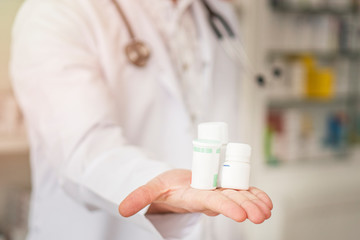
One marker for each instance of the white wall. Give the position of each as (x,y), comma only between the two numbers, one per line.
(8,9)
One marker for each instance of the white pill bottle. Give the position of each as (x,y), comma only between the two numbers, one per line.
(236,168)
(205,166)
(215,131)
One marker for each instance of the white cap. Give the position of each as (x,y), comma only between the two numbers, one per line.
(217,131)
(238,152)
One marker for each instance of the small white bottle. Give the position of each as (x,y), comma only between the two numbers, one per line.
(236,168)
(205,165)
(215,131)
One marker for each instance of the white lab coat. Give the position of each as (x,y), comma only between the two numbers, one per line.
(100,127)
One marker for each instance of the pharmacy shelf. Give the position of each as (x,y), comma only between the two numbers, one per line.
(324,55)
(321,10)
(13,145)
(289,103)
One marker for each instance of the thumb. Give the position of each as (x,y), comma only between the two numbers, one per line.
(141,197)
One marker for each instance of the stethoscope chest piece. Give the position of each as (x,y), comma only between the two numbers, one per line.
(138,53)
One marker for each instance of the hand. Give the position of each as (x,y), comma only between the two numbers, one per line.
(171,192)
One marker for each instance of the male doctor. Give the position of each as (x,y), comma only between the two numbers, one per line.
(104,131)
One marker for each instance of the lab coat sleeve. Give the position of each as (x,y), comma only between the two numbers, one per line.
(70,113)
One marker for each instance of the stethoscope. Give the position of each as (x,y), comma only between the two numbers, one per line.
(138,52)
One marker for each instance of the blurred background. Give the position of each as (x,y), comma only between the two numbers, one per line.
(302,116)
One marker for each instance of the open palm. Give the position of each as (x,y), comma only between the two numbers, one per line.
(171,192)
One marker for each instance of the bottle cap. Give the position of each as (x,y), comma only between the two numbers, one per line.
(238,152)
(217,131)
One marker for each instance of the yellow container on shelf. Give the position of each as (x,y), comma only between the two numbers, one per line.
(320,84)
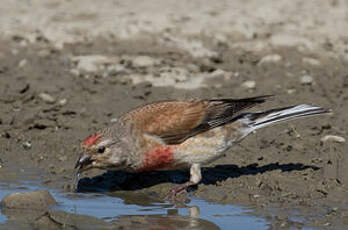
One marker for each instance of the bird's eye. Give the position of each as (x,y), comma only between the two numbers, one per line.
(101,149)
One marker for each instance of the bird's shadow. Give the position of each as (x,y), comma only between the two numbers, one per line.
(120,180)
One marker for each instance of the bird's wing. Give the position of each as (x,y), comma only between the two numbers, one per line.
(175,121)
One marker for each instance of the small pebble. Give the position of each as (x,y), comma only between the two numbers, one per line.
(47,98)
(22,63)
(272,58)
(143,61)
(63,101)
(333,138)
(113,120)
(291,91)
(310,61)
(75,72)
(27,145)
(249,84)
(306,80)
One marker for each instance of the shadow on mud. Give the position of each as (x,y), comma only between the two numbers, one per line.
(120,180)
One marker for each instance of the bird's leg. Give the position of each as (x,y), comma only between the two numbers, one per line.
(195,178)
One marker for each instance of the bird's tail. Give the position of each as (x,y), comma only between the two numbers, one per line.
(270,117)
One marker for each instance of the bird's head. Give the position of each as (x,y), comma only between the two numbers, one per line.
(100,151)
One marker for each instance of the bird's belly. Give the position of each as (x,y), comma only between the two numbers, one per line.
(203,148)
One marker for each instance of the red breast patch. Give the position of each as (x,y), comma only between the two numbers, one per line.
(91,140)
(159,158)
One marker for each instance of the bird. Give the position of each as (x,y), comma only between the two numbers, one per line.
(180,134)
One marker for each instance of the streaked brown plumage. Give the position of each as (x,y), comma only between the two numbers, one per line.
(180,134)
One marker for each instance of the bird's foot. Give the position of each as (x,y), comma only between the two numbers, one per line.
(175,194)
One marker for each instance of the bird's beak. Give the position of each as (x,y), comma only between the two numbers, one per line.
(82,163)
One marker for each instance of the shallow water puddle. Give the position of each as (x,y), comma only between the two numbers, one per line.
(198,213)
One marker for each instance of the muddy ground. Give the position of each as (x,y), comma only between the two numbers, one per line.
(53,96)
(281,168)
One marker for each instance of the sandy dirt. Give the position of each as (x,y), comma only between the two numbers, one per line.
(64,75)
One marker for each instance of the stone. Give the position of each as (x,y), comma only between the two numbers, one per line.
(333,138)
(92,63)
(143,61)
(249,84)
(47,98)
(272,58)
(311,61)
(306,80)
(22,63)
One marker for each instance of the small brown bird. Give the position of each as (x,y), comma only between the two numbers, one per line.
(180,134)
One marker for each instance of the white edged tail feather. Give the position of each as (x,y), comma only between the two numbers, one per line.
(270,117)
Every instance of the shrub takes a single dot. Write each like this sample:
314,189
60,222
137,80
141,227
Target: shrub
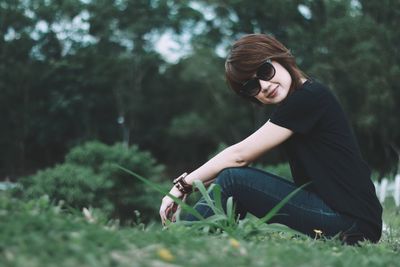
77,185
89,177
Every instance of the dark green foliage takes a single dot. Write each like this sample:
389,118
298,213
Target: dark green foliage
77,185
61,87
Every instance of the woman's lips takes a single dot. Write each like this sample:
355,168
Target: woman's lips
273,93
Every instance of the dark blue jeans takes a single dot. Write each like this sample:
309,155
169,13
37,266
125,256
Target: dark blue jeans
257,192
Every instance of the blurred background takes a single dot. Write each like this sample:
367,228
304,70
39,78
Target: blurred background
147,76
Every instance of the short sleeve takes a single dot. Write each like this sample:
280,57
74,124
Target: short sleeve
301,110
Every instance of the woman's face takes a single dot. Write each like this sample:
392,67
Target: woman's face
276,89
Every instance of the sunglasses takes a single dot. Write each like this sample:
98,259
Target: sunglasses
252,87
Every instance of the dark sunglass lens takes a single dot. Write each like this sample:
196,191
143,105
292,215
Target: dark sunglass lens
266,71
251,87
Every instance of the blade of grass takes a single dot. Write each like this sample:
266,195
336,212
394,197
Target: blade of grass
158,188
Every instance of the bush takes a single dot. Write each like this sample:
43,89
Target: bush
90,177
78,186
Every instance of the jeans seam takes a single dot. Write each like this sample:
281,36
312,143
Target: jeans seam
293,205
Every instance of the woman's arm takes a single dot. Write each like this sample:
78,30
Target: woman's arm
242,153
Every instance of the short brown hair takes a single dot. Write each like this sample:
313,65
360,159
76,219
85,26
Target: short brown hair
249,52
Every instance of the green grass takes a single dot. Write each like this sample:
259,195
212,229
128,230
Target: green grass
39,233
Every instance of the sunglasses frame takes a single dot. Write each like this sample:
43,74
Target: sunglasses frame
260,75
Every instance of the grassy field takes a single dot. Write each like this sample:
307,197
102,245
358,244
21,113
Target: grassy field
37,233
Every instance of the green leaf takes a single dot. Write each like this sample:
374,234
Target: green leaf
278,206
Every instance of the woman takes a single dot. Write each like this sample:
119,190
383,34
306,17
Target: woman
309,122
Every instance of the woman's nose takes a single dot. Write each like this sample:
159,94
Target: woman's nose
264,85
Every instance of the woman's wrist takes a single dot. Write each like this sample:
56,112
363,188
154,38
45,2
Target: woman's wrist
181,184
175,192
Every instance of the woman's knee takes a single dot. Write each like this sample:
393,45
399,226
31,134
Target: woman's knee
227,176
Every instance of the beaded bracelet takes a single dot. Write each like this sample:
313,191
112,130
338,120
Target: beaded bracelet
182,185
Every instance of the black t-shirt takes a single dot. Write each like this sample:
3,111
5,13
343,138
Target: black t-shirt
323,150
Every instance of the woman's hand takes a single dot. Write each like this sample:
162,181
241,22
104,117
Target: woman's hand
168,206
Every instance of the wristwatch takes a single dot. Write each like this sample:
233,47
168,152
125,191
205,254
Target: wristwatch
182,185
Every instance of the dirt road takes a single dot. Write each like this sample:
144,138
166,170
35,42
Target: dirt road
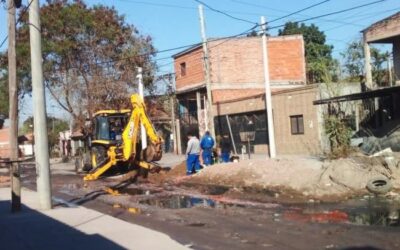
213,217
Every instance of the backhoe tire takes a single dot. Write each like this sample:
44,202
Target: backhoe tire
379,185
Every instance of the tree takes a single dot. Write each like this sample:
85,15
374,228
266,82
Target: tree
317,52
54,127
90,56
354,62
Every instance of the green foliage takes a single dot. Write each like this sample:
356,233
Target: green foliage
339,134
54,127
317,52
90,56
354,63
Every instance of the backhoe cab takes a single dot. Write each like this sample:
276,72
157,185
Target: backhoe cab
115,141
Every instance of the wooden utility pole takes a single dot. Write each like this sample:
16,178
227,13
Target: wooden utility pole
13,110
207,72
39,109
268,97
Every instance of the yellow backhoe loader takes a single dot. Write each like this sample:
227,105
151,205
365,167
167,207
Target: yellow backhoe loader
115,142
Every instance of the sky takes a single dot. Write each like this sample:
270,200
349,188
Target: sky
175,23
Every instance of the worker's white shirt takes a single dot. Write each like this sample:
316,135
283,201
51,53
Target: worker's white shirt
193,146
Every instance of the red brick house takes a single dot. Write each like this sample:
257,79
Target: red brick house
237,87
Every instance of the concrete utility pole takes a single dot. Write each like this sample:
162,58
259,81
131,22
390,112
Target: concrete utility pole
268,98
367,65
390,72
141,93
207,71
13,110
39,109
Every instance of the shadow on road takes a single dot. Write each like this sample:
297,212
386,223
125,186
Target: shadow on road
30,229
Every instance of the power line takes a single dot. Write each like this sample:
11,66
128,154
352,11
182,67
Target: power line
329,14
223,13
184,7
298,11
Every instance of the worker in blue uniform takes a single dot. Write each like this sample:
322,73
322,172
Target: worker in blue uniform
207,144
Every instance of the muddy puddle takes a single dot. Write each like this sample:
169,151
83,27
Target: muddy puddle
371,211
178,202
138,191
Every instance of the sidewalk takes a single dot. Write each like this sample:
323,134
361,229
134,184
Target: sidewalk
71,228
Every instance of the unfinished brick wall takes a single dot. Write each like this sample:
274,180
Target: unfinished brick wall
194,69
291,103
232,94
241,60
237,61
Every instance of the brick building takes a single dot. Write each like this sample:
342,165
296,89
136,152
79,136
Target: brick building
238,92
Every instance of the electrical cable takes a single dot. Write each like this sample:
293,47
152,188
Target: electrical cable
298,11
223,13
18,21
327,14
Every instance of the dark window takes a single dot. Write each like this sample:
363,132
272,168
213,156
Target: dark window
183,69
297,124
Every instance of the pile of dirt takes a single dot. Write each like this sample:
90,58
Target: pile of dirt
311,178
168,175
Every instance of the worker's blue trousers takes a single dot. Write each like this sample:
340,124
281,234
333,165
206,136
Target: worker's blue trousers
225,157
207,156
192,163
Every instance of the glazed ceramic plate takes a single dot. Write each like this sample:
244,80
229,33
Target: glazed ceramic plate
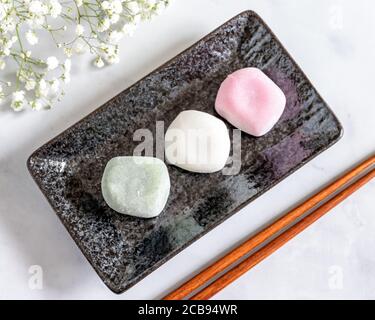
124,249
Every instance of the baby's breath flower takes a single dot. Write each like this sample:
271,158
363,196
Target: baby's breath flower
80,29
18,100
55,8
31,37
97,26
99,63
52,63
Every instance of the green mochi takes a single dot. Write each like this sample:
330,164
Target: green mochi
136,186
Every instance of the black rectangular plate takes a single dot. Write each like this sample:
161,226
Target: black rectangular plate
124,249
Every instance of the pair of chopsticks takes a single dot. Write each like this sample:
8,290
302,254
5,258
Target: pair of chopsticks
291,218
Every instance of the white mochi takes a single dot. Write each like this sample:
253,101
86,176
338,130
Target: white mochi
136,186
197,141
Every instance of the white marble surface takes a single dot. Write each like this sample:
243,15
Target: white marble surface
333,42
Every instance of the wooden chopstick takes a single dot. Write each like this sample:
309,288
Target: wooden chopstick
279,241
233,256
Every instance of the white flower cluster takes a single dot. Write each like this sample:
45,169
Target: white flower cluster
75,26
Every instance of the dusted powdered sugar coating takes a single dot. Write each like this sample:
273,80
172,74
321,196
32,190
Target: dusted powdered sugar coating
136,186
250,101
197,141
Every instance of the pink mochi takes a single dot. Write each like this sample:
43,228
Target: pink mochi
250,101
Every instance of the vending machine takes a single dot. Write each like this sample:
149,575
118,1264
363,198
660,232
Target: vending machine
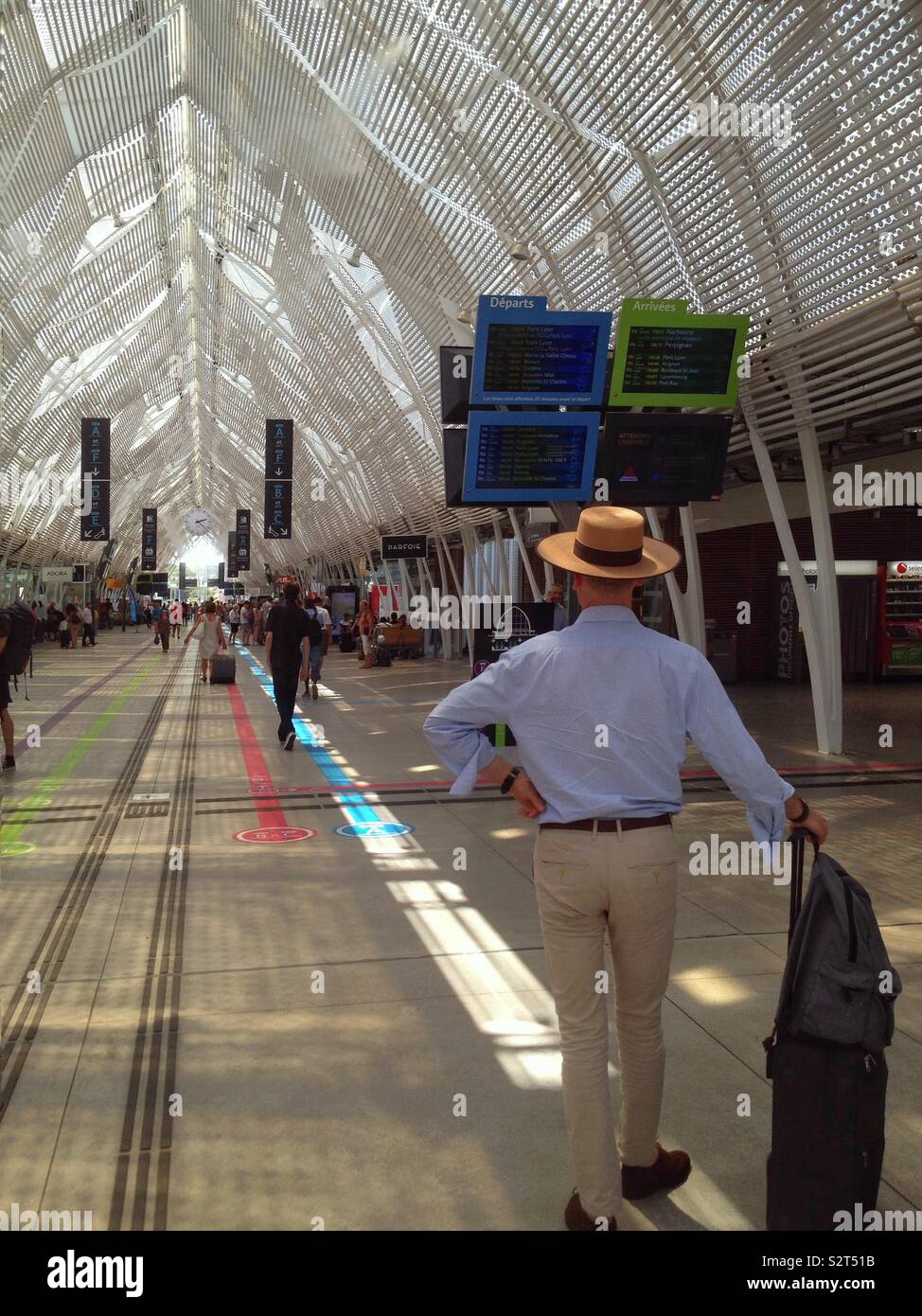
900,620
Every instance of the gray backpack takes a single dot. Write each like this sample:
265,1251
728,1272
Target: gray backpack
838,984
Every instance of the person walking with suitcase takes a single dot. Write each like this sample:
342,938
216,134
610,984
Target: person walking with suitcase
211,641
288,641
163,628
601,711
321,630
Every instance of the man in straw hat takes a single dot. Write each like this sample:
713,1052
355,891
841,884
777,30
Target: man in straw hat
600,712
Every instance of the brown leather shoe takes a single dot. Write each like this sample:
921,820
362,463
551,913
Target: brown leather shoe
579,1221
668,1170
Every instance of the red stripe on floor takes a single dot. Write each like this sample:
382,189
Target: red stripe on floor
260,782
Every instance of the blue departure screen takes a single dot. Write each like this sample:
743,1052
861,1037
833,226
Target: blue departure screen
530,457
526,355
541,358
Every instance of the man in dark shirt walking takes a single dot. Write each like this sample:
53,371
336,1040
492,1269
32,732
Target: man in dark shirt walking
287,657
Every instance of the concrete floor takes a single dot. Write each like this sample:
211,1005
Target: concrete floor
247,1036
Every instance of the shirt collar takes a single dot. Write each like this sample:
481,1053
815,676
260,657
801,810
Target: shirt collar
607,613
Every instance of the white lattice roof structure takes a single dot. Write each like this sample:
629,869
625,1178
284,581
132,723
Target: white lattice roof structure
217,211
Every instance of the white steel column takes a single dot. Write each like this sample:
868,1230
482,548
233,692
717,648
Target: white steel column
818,608
505,586
688,606
458,594
523,553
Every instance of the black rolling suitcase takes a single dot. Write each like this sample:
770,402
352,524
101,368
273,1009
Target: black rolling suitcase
223,670
826,1055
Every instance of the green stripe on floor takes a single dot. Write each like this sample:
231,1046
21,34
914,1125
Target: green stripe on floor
27,809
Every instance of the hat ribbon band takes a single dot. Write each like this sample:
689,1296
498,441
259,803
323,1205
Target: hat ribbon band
604,559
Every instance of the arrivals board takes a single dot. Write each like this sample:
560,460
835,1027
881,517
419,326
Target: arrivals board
530,457
527,355
672,358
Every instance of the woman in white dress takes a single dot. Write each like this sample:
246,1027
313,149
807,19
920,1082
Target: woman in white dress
211,641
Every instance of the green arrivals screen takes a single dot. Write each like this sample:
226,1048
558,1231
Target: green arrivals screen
671,358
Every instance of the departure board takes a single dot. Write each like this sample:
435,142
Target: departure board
530,457
541,358
532,357
671,358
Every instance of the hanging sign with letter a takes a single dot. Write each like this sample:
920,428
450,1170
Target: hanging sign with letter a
95,475
279,470
279,449
149,539
242,540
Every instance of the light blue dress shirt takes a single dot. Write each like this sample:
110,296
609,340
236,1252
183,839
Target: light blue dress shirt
600,712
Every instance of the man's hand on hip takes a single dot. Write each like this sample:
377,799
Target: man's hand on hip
530,802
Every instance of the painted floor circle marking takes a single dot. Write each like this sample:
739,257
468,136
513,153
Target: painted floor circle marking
275,834
374,829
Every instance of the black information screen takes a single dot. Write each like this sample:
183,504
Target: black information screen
530,457
663,459
662,360
541,358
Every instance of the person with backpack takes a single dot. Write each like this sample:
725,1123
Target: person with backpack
290,636
9,733
211,641
163,628
74,623
88,630
320,631
365,623
246,623
17,631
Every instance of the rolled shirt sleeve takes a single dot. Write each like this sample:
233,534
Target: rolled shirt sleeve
718,732
452,728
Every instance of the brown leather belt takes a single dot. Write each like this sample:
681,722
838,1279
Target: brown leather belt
610,824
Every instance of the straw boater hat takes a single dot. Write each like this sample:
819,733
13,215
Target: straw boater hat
610,541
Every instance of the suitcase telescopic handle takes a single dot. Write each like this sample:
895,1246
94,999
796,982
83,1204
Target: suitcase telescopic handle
799,839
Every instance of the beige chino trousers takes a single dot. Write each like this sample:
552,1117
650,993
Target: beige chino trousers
624,883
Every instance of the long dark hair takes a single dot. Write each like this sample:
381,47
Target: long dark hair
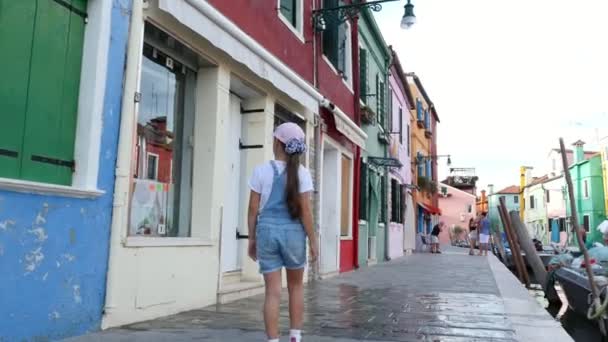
292,189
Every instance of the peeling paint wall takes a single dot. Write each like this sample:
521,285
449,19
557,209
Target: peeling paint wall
54,250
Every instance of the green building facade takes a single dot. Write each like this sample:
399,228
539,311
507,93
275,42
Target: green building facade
587,179
374,62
----
PROBLEM REQUIREMENTS:
Transcribe, word for word, every line from the one containing "Target: peeling paint wall" through the final line of the entries, and nothing else.

SOLUTION TO THE PROBLEM:
Target: peeling paint wall
54,250
Every instance of the green building facade takes a single dot. Write each like this sample:
399,228
539,311
507,93
275,42
Target: green building facade
587,179
374,62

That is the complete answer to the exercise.